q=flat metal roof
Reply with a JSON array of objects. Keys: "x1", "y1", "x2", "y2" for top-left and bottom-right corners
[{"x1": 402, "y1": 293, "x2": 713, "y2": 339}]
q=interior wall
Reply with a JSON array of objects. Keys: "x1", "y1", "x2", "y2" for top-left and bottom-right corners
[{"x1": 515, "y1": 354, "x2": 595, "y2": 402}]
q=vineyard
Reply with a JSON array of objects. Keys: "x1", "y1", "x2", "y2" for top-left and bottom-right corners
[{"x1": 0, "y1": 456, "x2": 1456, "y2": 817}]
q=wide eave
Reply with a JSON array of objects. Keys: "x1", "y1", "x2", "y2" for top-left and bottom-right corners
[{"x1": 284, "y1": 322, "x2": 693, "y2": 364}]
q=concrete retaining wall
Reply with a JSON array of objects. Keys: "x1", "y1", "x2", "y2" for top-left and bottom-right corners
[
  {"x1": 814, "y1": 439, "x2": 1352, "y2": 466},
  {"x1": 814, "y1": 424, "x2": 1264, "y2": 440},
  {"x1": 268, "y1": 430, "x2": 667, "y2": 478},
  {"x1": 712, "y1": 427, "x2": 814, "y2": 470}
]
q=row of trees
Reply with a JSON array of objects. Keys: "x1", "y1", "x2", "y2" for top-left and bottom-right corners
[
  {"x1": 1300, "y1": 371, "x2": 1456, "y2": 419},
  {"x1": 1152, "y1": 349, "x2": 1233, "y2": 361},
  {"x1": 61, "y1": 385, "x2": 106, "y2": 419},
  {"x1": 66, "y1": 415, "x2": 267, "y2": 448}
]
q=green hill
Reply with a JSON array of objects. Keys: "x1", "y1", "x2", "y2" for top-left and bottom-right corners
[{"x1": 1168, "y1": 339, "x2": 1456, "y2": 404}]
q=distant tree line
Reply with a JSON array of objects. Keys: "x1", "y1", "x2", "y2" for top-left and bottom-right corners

* * *

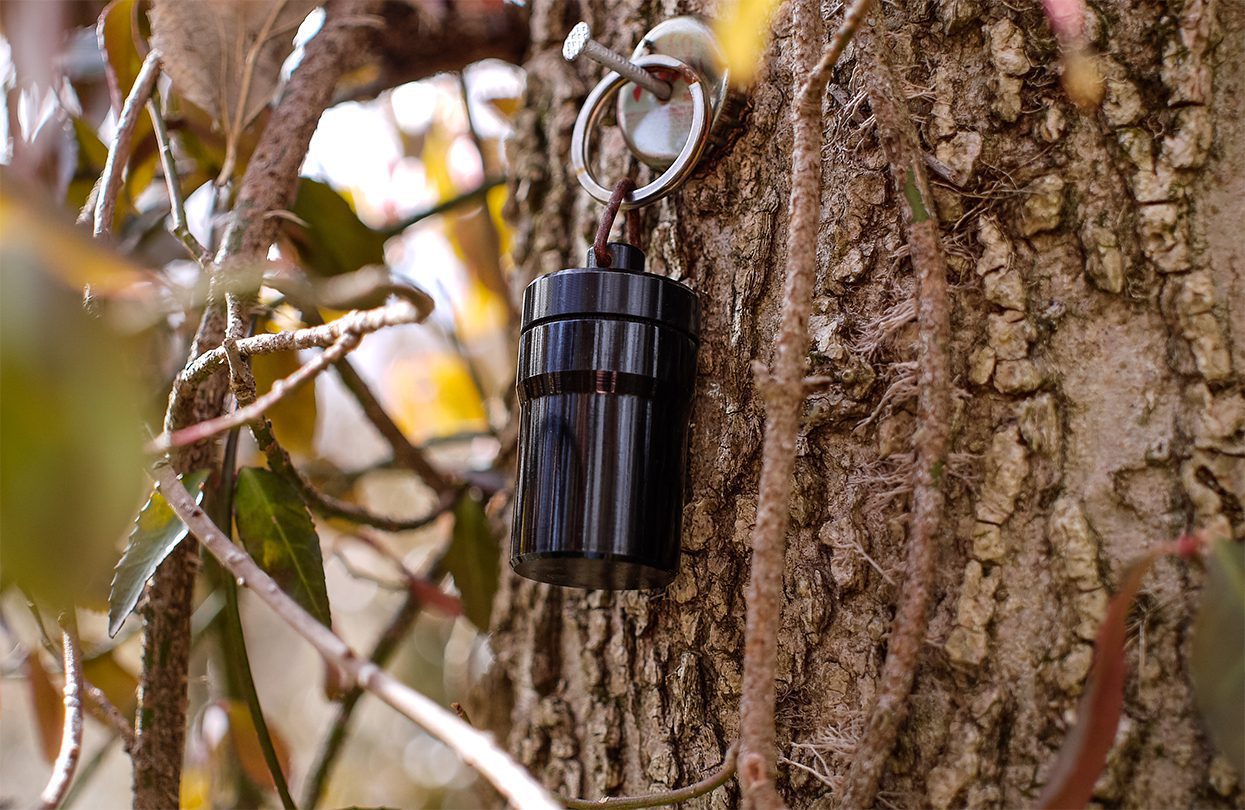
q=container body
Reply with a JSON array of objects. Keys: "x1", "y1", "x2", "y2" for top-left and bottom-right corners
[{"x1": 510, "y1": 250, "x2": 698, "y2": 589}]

> _Task to carry out_
Please locate each line in the entries above that contains the word "wall", and copy those lines.

> _Answer in full_
q=interior wall
q=concrete retaining wall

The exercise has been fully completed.